Vorliegende Textstelle:
■ ■ ■ ■ ■

Die einzelnen Figuren sind im Wesentlichen vielschichtig angelegt, wenn auch aufgrund der Vielzahl an Figuren hier noch Entwicklungsbedarf besteht, der hoffentlich in den Folgebänden konsequent umgesetzt wird. So überzeugt neben Charlotte vor allem Emily, während gerade Edward und Dominic noch etwas blass bleiben.

Anne Perrys Schreibstil lässt sich leicht und flüssig lesen, ist authentisch und bildhaft. Teils sind die Perspektivwechsel allerdings etwas sprunghaft und nicht voneinander abgesetzt, sodass man kurzzeitig als Leser verwirrt zurückbleibt.

DIe Buchgestaltung ist gelungen. Lektorat und Korrektorat sind nur Kleinigkeiten durchgerutscht, der Buchsatz und die grafische Gestaltung der ersten und letzten Seiten ist wunderschön. Zwar überzeugt das Covermotiv nicht (dies wird allerdings im Folgeband besser), dafür ist der Buchumschlag mit Klappen und farbigen Coverinnenseiten versehen.

Mein Fazit? „Der Würger von der Cater Street“ ist ein gelungener Auftakt in die Krimireihe, der vor allem durch sein Setting glänzen kann, eine zentrale Auflösung aber bereits vorwegnimmt, in jedem Fall jedoch Potential für Folgebände bietet. Für Liebhaber des Genres bedenkenlos zu empfehlen – ab einem Lesealter von etwa 14 Jahren.

■ ■ ■ ■ ■

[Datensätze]
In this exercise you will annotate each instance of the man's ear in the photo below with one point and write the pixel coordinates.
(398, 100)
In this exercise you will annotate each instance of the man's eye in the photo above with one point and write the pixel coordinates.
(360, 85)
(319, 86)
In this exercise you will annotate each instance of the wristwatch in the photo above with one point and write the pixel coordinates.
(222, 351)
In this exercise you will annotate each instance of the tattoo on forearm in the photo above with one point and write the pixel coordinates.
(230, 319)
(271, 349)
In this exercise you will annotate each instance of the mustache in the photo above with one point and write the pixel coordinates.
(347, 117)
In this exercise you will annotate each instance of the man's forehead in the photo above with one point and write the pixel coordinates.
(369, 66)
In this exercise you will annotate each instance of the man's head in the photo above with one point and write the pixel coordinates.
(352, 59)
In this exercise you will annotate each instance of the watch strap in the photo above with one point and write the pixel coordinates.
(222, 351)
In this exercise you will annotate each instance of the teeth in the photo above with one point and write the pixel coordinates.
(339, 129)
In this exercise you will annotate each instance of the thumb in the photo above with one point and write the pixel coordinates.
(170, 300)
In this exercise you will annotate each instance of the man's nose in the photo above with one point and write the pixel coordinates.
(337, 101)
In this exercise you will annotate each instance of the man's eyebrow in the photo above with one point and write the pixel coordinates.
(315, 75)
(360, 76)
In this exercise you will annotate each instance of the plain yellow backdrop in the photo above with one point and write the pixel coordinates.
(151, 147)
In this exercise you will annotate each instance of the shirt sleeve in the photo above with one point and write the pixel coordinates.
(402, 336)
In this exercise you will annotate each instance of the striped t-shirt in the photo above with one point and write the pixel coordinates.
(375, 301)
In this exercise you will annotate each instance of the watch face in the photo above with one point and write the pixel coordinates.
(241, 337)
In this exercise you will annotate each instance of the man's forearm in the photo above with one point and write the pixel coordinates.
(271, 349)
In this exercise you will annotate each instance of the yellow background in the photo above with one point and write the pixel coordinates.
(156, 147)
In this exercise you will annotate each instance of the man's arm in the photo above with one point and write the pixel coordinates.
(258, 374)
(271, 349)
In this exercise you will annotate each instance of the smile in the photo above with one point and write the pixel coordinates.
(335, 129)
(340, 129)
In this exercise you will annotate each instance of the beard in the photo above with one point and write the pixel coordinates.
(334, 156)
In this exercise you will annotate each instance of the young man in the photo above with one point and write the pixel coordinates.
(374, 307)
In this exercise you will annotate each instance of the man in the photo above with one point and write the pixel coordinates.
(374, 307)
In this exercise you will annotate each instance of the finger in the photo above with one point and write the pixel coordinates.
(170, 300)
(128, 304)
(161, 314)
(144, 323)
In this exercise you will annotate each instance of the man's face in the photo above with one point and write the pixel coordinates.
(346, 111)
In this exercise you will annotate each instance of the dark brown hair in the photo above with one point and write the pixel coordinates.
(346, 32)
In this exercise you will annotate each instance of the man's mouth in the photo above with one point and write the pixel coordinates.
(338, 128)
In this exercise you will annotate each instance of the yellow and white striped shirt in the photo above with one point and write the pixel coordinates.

■ ■ ■ ■ ■

Gestellte Aufgabe A:
Ab welchem Lesealter empfiehlt die Rezension das Buch?
Gestellte Aufgabe B:
Sammle jede Zeile der Datensätze, in der das Wort „forearm“ vorkommt.

Vollständige Ausgabe A:
Ab einem Lesealter von etwa 14 Jahren.

Vollständige Ausgabe B:
In this exercise you will annotate each instance of the tattoo on forearm in the photo above with one point and write the pixel coordinates.
In this exercise you will annotate each instance of the man's forearm in the photo above with one point and write the pixel coordinates.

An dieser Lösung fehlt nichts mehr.